(Stored entries)
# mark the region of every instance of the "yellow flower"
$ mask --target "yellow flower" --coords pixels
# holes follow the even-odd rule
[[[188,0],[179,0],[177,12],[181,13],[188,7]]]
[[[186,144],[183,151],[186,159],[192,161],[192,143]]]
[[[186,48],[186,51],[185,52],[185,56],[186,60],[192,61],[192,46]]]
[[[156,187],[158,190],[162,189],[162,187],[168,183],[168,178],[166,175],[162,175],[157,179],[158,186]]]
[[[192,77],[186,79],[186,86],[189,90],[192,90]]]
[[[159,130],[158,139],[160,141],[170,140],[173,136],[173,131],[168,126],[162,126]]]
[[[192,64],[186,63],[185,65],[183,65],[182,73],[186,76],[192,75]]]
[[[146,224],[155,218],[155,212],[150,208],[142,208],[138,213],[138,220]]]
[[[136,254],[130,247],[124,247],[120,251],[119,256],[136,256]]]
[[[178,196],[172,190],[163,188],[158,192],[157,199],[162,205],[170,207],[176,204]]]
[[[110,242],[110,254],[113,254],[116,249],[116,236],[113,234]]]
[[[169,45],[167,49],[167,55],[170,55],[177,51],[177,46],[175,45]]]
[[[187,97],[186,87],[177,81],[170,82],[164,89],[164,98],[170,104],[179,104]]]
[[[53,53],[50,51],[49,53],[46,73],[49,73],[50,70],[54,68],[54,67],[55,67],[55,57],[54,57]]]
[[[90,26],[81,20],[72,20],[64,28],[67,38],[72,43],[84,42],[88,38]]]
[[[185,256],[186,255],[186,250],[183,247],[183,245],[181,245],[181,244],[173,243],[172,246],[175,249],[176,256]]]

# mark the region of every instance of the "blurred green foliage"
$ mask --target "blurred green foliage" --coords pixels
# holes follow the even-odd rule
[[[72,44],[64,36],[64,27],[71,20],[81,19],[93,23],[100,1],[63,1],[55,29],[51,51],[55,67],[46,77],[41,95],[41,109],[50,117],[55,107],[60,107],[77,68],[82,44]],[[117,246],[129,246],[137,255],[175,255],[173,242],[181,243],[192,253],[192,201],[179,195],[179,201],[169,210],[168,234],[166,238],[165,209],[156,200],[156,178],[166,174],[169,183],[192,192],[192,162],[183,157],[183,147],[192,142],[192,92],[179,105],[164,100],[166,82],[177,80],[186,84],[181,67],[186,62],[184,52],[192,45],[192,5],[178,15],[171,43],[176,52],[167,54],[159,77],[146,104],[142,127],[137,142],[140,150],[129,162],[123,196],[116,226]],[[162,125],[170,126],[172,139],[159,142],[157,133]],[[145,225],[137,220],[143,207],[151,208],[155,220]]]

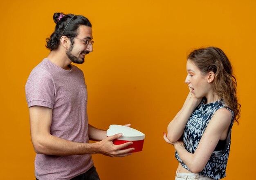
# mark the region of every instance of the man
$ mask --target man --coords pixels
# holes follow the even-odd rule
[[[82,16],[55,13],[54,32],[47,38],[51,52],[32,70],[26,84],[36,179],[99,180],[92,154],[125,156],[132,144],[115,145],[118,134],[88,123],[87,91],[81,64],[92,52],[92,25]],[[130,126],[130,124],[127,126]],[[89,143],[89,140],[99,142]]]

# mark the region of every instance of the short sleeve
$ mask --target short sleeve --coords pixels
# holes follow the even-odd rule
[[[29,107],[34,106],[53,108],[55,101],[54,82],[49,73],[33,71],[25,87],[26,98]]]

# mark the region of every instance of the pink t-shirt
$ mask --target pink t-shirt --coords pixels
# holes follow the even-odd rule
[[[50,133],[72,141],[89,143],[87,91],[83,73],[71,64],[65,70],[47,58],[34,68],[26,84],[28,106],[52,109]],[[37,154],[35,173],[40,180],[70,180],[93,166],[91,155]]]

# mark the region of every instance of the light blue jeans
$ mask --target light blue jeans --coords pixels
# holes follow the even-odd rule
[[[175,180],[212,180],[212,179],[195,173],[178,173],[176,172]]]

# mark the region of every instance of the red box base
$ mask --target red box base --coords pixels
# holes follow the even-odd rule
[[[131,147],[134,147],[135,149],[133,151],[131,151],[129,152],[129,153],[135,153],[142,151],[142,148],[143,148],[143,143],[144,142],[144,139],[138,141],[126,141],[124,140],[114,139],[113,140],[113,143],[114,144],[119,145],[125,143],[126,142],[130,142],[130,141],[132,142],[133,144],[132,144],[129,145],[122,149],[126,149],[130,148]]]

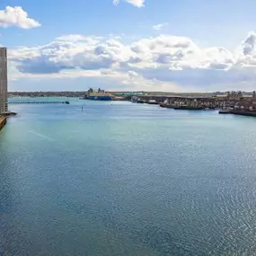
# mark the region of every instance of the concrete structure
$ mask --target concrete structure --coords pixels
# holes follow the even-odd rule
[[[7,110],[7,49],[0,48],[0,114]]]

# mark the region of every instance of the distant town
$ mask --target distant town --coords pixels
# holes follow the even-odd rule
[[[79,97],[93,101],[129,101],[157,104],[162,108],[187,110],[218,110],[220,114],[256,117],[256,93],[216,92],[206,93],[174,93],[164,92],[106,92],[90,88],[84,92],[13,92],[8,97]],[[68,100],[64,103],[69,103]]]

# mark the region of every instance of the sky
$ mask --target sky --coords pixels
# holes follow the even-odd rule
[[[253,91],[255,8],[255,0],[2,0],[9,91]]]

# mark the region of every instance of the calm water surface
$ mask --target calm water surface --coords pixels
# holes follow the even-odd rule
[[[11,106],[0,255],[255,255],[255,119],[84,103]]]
* * *
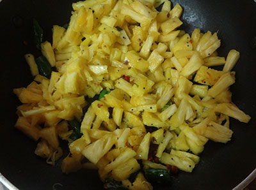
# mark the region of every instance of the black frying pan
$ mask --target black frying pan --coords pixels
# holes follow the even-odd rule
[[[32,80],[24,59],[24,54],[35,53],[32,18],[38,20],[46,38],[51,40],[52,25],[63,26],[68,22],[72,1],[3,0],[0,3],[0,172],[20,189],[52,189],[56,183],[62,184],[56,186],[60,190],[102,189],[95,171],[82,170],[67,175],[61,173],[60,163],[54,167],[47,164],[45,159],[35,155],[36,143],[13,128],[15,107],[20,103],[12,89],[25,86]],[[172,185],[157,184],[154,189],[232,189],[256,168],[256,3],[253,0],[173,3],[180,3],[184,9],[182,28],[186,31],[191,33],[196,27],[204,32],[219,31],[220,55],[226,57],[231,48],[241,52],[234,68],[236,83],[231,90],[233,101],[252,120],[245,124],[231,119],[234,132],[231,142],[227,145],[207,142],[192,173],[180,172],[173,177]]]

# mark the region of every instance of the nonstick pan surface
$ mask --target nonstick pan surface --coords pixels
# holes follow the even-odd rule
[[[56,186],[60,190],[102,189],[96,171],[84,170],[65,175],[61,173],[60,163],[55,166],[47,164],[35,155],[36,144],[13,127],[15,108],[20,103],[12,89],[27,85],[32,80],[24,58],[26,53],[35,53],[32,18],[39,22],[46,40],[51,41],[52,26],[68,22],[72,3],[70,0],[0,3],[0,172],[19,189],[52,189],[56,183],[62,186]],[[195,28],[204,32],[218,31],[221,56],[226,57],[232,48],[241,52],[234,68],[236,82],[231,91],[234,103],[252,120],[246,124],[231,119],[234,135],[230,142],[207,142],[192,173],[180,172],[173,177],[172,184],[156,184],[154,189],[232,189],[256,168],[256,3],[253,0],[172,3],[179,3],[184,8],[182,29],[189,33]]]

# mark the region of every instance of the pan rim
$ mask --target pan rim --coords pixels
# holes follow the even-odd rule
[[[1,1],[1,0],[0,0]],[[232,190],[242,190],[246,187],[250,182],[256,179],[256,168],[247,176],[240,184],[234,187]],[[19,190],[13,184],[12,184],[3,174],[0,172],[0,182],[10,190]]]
* * *
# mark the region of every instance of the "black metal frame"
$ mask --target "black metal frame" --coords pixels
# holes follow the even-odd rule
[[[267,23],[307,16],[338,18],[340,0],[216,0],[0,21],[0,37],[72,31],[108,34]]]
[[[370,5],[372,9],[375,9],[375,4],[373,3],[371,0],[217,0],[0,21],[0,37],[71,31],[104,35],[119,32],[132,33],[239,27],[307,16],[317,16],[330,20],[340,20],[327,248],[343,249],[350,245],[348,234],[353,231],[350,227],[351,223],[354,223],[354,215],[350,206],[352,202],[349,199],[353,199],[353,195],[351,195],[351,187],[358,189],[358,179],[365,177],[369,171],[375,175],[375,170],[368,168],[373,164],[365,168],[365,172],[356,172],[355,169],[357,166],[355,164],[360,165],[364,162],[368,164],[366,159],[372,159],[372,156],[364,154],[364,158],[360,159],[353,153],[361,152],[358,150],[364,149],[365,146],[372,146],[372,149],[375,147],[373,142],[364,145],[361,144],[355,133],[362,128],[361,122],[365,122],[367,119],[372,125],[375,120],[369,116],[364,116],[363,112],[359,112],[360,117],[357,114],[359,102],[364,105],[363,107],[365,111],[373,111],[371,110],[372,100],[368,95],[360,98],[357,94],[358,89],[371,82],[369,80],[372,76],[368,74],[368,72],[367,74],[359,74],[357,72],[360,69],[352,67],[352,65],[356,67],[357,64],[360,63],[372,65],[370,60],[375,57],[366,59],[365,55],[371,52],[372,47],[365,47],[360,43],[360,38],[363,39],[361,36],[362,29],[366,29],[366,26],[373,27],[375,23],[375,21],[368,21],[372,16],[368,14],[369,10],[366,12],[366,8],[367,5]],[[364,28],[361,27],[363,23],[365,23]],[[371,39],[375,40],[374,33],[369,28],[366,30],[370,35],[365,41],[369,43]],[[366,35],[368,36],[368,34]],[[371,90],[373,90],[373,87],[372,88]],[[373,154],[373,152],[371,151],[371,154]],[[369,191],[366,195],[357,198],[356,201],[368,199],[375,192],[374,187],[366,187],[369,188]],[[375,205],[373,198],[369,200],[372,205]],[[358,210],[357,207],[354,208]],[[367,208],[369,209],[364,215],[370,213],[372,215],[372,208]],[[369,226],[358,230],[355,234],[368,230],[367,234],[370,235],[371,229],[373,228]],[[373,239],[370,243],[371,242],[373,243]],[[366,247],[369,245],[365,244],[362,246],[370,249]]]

• **Task prompt**:
Find every line in the items above that contains the string "sleeve", and copy each one. Matching is case-sensitive.

• **Expected answer**:
# mark the region of every instance of the short sleeve
$ mask --target short sleeve --coords pixels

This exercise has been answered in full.